• [EXERCISE GOAL]: The full set of records is to be reproduced verbatim.

***** TASK MATERIAL

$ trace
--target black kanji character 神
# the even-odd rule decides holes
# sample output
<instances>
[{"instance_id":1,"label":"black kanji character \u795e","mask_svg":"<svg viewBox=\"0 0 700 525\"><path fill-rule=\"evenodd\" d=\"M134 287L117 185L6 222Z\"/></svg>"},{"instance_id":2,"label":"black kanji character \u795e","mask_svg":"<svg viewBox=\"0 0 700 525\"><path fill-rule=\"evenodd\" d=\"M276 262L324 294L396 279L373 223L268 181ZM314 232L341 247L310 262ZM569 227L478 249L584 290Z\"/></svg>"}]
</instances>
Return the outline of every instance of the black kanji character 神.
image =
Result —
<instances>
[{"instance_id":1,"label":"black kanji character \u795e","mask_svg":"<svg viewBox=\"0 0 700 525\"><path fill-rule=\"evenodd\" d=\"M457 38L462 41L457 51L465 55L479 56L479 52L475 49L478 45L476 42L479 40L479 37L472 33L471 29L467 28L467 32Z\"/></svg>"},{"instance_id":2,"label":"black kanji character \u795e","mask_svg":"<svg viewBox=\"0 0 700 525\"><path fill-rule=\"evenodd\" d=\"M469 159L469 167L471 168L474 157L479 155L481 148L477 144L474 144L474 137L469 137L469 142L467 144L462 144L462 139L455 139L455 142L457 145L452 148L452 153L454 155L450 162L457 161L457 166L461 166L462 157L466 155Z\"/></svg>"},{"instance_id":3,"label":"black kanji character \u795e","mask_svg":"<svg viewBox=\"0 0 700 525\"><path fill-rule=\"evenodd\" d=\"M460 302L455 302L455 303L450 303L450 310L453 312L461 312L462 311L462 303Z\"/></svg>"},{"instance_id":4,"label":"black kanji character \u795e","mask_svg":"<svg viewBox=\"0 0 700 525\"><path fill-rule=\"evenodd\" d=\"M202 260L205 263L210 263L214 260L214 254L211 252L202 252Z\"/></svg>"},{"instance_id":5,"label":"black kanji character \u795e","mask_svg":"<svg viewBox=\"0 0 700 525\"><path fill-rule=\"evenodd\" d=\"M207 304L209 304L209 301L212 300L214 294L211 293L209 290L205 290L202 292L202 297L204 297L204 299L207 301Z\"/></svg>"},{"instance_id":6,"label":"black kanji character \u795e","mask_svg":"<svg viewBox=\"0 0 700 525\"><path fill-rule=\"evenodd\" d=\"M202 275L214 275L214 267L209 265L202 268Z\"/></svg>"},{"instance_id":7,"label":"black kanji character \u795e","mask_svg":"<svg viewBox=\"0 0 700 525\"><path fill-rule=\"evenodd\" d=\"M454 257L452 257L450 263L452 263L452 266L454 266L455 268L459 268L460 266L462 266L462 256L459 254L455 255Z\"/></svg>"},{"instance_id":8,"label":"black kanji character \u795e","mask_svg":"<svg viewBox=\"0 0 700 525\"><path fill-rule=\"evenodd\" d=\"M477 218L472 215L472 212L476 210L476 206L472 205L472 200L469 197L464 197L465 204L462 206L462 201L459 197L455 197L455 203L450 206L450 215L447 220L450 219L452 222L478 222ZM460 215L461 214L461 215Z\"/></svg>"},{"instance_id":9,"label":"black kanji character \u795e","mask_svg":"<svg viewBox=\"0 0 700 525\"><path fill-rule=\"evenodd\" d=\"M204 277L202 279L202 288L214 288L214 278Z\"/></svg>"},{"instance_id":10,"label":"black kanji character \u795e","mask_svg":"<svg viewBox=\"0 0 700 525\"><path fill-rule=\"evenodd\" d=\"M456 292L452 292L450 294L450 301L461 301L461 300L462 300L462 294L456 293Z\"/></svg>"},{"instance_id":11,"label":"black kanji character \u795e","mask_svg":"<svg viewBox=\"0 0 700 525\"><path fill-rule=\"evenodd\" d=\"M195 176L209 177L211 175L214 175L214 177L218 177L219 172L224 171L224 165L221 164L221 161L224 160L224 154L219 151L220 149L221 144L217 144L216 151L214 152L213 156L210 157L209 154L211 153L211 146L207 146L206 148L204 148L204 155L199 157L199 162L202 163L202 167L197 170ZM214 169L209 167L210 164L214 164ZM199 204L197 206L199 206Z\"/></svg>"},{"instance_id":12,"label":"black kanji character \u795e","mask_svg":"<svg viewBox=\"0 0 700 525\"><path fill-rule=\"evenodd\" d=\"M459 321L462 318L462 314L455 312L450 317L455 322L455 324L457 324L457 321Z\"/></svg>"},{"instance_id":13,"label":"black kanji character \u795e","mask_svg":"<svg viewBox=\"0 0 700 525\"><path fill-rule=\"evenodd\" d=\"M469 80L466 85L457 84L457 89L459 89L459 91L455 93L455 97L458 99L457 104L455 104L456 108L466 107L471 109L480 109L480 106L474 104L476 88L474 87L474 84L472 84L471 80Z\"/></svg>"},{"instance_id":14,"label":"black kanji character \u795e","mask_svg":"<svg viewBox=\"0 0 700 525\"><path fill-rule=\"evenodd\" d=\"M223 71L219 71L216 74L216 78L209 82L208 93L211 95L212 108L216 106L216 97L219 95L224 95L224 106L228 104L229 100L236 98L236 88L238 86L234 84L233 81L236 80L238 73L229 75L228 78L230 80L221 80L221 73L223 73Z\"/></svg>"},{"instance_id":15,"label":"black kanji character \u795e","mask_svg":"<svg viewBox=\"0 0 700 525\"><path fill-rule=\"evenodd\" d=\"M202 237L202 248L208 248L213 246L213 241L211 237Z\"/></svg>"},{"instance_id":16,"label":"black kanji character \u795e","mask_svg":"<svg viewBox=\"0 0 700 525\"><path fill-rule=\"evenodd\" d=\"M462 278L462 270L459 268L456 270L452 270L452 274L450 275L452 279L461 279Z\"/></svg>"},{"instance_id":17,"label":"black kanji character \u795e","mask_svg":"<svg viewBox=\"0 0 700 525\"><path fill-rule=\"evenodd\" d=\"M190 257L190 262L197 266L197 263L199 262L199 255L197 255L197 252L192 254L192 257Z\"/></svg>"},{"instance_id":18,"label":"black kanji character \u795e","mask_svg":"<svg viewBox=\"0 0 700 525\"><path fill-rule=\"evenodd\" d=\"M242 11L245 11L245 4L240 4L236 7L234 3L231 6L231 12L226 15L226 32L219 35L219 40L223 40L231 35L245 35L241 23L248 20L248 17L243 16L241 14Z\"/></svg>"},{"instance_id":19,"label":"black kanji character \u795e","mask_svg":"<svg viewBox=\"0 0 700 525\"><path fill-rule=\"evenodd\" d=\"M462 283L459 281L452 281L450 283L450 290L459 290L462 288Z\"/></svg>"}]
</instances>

**********

• [RESULT]:
$ trace
--target black kanji character 神
# the even-odd rule decides holes
# sample output
<instances>
[{"instance_id":1,"label":"black kanji character \u795e","mask_svg":"<svg viewBox=\"0 0 700 525\"><path fill-rule=\"evenodd\" d=\"M134 287L117 185L6 222Z\"/></svg>"},{"instance_id":2,"label":"black kanji character \u795e","mask_svg":"<svg viewBox=\"0 0 700 525\"><path fill-rule=\"evenodd\" d=\"M276 262L324 294L396 279L373 223L268 181ZM314 232L341 247L310 262ZM569 227L478 249L584 290Z\"/></svg>"}]
</instances>
Return the outline of every instance of the black kanji character 神.
image =
Result —
<instances>
[{"instance_id":1,"label":"black kanji character \u795e","mask_svg":"<svg viewBox=\"0 0 700 525\"><path fill-rule=\"evenodd\" d=\"M457 38L462 41L457 51L465 55L479 56L479 52L475 49L478 45L476 42L479 40L479 37L472 33L471 29L467 28L467 32Z\"/></svg>"},{"instance_id":2,"label":"black kanji character \u795e","mask_svg":"<svg viewBox=\"0 0 700 525\"><path fill-rule=\"evenodd\" d=\"M469 159L469 167L471 168L474 157L479 155L481 148L477 144L474 144L474 137L469 137L469 142L467 144L462 144L462 139L455 139L455 142L457 145L452 148L452 153L454 155L450 162L457 161L457 166L461 166L462 157L466 155Z\"/></svg>"},{"instance_id":3,"label":"black kanji character \u795e","mask_svg":"<svg viewBox=\"0 0 700 525\"><path fill-rule=\"evenodd\" d=\"M460 302L455 302L455 303L450 303L450 310L453 312L461 312L462 311L462 303Z\"/></svg>"},{"instance_id":4,"label":"black kanji character \u795e","mask_svg":"<svg viewBox=\"0 0 700 525\"><path fill-rule=\"evenodd\" d=\"M202 260L205 263L210 263L214 260L214 254L211 252L202 252Z\"/></svg>"},{"instance_id":5,"label":"black kanji character \u795e","mask_svg":"<svg viewBox=\"0 0 700 525\"><path fill-rule=\"evenodd\" d=\"M207 304L209 304L209 301L212 300L214 294L211 293L209 290L205 290L202 292L202 297L204 297L204 299L207 301Z\"/></svg>"},{"instance_id":6,"label":"black kanji character \u795e","mask_svg":"<svg viewBox=\"0 0 700 525\"><path fill-rule=\"evenodd\" d=\"M202 275L214 275L214 267L209 265L202 268Z\"/></svg>"},{"instance_id":7,"label":"black kanji character \u795e","mask_svg":"<svg viewBox=\"0 0 700 525\"><path fill-rule=\"evenodd\" d=\"M454 257L452 257L450 263L452 263L452 266L454 266L455 268L459 268L460 266L462 266L462 256L459 254L455 255Z\"/></svg>"},{"instance_id":8,"label":"black kanji character \u795e","mask_svg":"<svg viewBox=\"0 0 700 525\"><path fill-rule=\"evenodd\" d=\"M477 218L472 215L472 212L476 210L476 206L472 205L472 200L469 197L464 197L465 204L462 206L462 201L459 197L455 197L455 203L450 206L450 215L447 220L450 219L452 222L478 222ZM460 215L461 214L461 215Z\"/></svg>"},{"instance_id":9,"label":"black kanji character \u795e","mask_svg":"<svg viewBox=\"0 0 700 525\"><path fill-rule=\"evenodd\" d=\"M204 277L202 279L202 288L214 288L214 278Z\"/></svg>"},{"instance_id":10,"label":"black kanji character \u795e","mask_svg":"<svg viewBox=\"0 0 700 525\"><path fill-rule=\"evenodd\" d=\"M456 292L452 292L450 294L450 301L461 301L461 300L462 300L462 294L456 293Z\"/></svg>"},{"instance_id":11,"label":"black kanji character \u795e","mask_svg":"<svg viewBox=\"0 0 700 525\"><path fill-rule=\"evenodd\" d=\"M195 176L209 177L211 175L214 175L214 177L218 177L219 172L224 171L224 165L221 164L221 161L224 160L224 154L219 151L220 149L221 144L217 144L216 151L214 152L213 156L210 157L209 154L211 153L211 146L207 146L206 148L204 148L204 155L199 157L199 162L202 163L202 167L197 170ZM214 169L209 167L210 164L214 164ZM199 204L197 206L199 206Z\"/></svg>"},{"instance_id":12,"label":"black kanji character \u795e","mask_svg":"<svg viewBox=\"0 0 700 525\"><path fill-rule=\"evenodd\" d=\"M459 321L462 318L462 314L455 312L450 317L455 322L455 324L457 324L457 321Z\"/></svg>"},{"instance_id":13,"label":"black kanji character \u795e","mask_svg":"<svg viewBox=\"0 0 700 525\"><path fill-rule=\"evenodd\" d=\"M469 80L466 85L457 84L457 89L459 89L459 91L455 93L455 97L458 99L457 104L455 104L456 108L466 107L471 109L480 109L480 106L474 104L476 88L474 87L474 84L472 84L471 80Z\"/></svg>"},{"instance_id":14,"label":"black kanji character \u795e","mask_svg":"<svg viewBox=\"0 0 700 525\"><path fill-rule=\"evenodd\" d=\"M223 71L219 71L216 74L216 78L209 82L208 93L211 95L212 108L216 106L216 97L219 95L224 95L224 106L228 104L229 100L236 98L236 88L238 86L234 84L233 81L236 80L238 73L229 75L228 78L230 80L221 80L221 73L223 73Z\"/></svg>"},{"instance_id":15,"label":"black kanji character \u795e","mask_svg":"<svg viewBox=\"0 0 700 525\"><path fill-rule=\"evenodd\" d=\"M202 237L202 248L208 248L213 246L213 241L211 237Z\"/></svg>"},{"instance_id":16,"label":"black kanji character \u795e","mask_svg":"<svg viewBox=\"0 0 700 525\"><path fill-rule=\"evenodd\" d=\"M462 278L462 270L459 268L456 270L452 270L452 274L450 275L452 279L461 279Z\"/></svg>"},{"instance_id":17,"label":"black kanji character \u795e","mask_svg":"<svg viewBox=\"0 0 700 525\"><path fill-rule=\"evenodd\" d=\"M190 257L190 262L197 266L197 263L199 262L199 255L197 255L197 252L192 254L192 257Z\"/></svg>"},{"instance_id":18,"label":"black kanji character \u795e","mask_svg":"<svg viewBox=\"0 0 700 525\"><path fill-rule=\"evenodd\" d=\"M242 11L245 11L245 4L240 4L236 7L234 3L231 6L231 12L226 15L226 32L219 35L219 40L223 40L231 35L245 35L241 23L248 20L248 17L243 16L241 14Z\"/></svg>"},{"instance_id":19,"label":"black kanji character \u795e","mask_svg":"<svg viewBox=\"0 0 700 525\"><path fill-rule=\"evenodd\" d=\"M462 283L459 281L452 281L450 283L450 290L459 290L462 288Z\"/></svg>"}]
</instances>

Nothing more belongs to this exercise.